• **Consignes**
1 - Relevez tous les titres de tableaux cités dans l'extrait sur les femmes de Picasso.
2 - D'après l'extrait sur les femmes de Picasso, pourquoi le peintre est-il dévasté en 1915 ?

La vie du maître andalou compte sept grandes figures de femmes, chacune marquant un moment de sa carrière et sa présence se reflétant dans son art. Tout d’abord Fernande Olivier, de son vrai nom Amélie Lang, inspire la mélancolie présente dans la période bleue ainsi que la douceur de la période rose. On l’aperçoit dans le célèbre tableau Les Demoiselles d’Avignon (1907), l’œuvre qui jeta les bases de la révolution cubiste. 

Puis Picasso rencontre Eva Gouel, que l’on retrouve sous les formes cubiques des tableaux de son amant. Celle-ci meurt en 1915, laissant Picasso dévasté. Il fait alors la connaissance de la danseuse Olga Khokhlova, future Olga Picasso, qui donnera naissance à son premier fils en 1921 : Paulo. Menant alors une vie de famille heureuse, Picasso représente son fils dans de nombreuses toiles comme Paul en arlequin. Mais le couple se sépare en 1935. Dès 1927, alors qu’il était encore avec sa première femme, Picasso fréquente Marie-Thérèse Walter, qui était mineure lors de leur rencontre. Cette nouvelle compagne, de 28 ans sa cadette, devient une source d’énergie créative pour le peintre. Elle lui inspire notamment le tableau Le Rêve et donne naissance à une fille, Maya en 1935. La jeune-femme décrit Picasso comme un homme “à la fois tendre et impitoyable” (lors d’un entretien avec le journaliste Pierre Cabane).

• **Données enregistrées**
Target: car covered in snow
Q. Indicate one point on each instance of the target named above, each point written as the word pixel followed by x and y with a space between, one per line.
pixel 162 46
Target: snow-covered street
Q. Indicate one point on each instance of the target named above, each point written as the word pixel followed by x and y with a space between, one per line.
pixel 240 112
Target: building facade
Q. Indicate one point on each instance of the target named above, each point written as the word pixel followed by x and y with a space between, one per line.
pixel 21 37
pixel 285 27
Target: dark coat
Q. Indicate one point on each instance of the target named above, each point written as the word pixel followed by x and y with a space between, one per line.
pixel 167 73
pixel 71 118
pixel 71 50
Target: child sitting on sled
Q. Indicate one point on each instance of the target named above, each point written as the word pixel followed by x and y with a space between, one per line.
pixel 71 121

• **Réponses par consigne**
1 - Les Demoiselles d'Avignon, Paul en arlequin, Le Rêve

2 - Picasso est dévasté parce qu'Eva Gouel meurt en 1915.